Short task: Tally the lines in the listing below that contain the word "green". Give only the number.

___ Raw data

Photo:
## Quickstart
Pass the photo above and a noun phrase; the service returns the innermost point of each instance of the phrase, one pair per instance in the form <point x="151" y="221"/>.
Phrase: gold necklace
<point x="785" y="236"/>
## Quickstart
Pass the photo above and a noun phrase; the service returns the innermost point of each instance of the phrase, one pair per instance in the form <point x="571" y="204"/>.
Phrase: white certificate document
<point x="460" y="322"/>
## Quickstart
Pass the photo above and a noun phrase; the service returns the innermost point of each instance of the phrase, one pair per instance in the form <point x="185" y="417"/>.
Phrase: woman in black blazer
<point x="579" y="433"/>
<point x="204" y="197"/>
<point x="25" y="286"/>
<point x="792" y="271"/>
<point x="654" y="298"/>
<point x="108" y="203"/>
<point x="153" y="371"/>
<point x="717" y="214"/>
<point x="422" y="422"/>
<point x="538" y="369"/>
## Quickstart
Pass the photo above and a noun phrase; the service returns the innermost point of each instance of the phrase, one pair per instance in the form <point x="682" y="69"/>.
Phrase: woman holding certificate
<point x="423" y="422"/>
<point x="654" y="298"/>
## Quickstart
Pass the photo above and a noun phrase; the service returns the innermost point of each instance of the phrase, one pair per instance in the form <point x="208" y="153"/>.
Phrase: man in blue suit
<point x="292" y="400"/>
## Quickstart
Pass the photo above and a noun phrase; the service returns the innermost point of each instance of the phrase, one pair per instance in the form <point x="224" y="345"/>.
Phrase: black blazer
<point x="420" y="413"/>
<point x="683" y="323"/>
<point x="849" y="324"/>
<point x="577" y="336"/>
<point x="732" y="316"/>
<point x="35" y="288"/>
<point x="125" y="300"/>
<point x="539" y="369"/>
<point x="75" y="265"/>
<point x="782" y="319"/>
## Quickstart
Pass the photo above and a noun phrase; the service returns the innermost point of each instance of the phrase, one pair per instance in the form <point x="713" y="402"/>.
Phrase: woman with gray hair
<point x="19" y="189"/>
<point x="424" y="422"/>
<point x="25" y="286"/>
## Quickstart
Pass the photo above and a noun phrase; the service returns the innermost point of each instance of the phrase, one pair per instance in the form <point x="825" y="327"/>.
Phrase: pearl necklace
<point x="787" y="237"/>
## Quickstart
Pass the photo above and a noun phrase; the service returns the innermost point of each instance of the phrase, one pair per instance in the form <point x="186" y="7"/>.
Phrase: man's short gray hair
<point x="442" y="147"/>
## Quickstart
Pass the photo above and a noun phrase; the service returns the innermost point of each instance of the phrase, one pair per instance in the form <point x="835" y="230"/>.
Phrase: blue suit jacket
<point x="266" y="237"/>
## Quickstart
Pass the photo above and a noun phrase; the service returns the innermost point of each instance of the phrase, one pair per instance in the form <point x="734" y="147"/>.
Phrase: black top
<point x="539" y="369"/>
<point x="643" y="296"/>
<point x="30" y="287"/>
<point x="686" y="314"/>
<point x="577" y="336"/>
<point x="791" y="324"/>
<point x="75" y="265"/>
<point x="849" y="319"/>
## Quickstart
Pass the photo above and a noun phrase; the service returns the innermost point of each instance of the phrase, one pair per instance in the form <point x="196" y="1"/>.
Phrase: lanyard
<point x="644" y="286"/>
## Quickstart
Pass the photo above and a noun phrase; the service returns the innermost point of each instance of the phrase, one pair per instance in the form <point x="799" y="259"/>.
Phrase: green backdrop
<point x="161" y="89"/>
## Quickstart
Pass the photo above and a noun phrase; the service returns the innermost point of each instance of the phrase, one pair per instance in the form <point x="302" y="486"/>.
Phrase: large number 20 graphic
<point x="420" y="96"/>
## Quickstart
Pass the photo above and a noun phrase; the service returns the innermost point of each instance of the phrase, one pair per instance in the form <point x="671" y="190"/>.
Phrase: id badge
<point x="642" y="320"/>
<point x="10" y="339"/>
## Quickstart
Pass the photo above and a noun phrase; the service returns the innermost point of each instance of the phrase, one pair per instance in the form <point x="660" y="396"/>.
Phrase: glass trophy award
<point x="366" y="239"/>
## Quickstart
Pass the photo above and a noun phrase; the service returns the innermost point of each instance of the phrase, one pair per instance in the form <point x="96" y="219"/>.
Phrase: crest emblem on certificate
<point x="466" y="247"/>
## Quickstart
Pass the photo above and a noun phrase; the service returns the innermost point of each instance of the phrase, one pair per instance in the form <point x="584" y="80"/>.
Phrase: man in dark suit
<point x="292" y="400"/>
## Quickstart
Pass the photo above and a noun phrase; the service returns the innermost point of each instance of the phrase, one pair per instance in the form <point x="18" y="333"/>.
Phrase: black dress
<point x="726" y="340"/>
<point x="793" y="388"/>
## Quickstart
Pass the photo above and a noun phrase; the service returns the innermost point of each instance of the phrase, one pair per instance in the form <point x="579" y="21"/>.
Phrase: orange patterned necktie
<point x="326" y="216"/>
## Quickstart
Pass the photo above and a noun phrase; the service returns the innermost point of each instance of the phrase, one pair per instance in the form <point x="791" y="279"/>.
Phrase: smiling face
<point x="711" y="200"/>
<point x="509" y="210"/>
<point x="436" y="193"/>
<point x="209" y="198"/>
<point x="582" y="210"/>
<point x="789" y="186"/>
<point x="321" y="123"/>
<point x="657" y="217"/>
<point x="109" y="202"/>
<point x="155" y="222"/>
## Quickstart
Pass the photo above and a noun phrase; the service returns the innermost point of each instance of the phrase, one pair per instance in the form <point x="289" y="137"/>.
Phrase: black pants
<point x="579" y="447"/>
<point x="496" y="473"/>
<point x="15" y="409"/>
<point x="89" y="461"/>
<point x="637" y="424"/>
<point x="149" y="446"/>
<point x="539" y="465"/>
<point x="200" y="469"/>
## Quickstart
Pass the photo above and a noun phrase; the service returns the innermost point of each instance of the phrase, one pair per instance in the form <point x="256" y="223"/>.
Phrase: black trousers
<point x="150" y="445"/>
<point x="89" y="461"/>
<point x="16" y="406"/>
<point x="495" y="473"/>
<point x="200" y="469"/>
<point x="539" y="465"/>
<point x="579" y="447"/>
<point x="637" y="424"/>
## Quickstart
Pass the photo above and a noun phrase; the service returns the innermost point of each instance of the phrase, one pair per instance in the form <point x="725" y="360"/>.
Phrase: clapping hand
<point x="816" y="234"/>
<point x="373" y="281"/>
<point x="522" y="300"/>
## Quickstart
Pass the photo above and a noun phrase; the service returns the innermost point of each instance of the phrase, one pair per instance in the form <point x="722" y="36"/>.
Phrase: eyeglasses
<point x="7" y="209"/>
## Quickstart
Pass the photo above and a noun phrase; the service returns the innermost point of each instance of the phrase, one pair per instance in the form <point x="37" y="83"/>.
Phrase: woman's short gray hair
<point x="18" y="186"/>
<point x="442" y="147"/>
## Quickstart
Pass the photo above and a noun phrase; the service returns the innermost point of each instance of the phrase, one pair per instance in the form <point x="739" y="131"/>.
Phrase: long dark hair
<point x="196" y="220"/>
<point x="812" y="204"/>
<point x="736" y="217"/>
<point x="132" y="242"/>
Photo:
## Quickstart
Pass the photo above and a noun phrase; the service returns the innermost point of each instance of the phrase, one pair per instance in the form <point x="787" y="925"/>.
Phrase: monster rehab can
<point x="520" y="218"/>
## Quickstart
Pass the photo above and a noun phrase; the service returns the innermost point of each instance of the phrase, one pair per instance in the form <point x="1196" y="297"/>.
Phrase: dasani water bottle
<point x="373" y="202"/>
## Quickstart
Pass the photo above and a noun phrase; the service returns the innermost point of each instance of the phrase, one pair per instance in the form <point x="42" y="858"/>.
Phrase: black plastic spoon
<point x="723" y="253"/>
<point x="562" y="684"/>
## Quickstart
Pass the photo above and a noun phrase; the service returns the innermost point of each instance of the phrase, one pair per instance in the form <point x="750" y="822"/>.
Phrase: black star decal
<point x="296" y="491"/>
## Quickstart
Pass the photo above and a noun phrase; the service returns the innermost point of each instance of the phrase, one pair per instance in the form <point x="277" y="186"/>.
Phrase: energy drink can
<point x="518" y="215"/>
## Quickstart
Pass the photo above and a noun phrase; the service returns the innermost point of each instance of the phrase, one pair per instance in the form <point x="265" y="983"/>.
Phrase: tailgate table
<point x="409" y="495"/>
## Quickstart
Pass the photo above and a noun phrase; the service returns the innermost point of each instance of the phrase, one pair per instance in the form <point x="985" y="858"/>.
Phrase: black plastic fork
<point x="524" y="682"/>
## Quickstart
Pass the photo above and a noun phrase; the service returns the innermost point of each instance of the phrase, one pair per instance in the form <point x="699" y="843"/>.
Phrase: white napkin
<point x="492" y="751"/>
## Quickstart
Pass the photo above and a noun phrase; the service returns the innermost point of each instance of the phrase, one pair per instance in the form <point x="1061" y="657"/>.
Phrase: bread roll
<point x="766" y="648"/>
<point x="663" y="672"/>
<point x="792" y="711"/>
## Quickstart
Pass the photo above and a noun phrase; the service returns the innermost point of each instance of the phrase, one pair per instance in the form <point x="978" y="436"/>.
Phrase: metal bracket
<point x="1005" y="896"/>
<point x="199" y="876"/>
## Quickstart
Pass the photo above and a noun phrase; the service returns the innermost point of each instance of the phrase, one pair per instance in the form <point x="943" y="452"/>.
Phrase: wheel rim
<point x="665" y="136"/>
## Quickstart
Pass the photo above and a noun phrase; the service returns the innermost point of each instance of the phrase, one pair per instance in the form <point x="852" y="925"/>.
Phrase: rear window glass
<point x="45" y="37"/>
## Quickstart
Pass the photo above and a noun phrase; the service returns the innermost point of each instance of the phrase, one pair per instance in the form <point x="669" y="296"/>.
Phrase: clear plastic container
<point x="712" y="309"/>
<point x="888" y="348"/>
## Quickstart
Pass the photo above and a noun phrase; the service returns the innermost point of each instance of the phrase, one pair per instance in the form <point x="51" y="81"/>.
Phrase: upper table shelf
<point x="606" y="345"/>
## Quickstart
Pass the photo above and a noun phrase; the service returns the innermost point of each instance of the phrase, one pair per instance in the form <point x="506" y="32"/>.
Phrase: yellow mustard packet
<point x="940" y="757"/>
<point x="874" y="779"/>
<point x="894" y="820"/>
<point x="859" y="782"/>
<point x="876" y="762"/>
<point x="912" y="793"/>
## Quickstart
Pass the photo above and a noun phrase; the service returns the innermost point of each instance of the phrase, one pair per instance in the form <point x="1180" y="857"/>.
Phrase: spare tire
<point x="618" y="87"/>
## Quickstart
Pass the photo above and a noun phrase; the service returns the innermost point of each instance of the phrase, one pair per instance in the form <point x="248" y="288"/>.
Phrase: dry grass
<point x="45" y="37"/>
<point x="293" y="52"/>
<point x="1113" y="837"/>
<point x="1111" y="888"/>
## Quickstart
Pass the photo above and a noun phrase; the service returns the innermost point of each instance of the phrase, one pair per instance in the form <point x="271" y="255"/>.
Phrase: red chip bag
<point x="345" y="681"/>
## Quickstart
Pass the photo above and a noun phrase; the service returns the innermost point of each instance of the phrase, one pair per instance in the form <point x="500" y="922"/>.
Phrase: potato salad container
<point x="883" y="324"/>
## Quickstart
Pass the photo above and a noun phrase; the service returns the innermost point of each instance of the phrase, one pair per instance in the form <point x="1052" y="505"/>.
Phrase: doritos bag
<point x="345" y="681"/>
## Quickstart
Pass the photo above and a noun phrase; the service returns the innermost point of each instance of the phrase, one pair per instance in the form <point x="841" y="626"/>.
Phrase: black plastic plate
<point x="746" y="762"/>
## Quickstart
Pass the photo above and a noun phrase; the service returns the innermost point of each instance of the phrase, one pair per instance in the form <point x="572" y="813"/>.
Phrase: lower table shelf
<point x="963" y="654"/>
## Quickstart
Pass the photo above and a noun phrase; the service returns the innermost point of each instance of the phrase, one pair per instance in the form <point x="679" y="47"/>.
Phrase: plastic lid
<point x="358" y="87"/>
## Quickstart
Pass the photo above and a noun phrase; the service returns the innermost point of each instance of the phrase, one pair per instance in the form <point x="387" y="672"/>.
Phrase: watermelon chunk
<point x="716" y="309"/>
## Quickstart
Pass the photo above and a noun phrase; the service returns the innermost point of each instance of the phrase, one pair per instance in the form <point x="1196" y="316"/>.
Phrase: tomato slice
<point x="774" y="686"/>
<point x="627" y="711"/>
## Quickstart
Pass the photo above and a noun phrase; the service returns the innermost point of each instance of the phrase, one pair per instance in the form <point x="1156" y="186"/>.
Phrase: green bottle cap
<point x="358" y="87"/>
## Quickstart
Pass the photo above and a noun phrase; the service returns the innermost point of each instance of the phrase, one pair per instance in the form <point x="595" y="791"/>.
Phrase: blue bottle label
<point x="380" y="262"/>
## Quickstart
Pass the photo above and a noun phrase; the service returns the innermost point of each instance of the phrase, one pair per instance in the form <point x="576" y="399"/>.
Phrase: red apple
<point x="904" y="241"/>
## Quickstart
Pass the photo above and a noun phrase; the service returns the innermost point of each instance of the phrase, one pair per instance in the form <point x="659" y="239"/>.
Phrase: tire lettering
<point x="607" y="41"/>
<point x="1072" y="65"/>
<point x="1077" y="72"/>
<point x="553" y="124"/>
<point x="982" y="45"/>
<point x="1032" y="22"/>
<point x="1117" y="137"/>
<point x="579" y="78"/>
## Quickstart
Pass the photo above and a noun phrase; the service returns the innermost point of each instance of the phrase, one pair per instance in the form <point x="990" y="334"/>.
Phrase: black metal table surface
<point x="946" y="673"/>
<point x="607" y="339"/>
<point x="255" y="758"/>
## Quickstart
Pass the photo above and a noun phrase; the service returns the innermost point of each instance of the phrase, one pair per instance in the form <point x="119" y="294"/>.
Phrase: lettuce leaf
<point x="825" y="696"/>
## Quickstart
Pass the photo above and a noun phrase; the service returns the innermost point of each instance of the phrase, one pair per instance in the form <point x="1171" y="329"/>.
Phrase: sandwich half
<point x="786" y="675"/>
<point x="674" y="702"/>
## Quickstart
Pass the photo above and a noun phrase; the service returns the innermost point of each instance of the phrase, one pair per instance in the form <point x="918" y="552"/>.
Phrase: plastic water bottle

______

Completed task: 2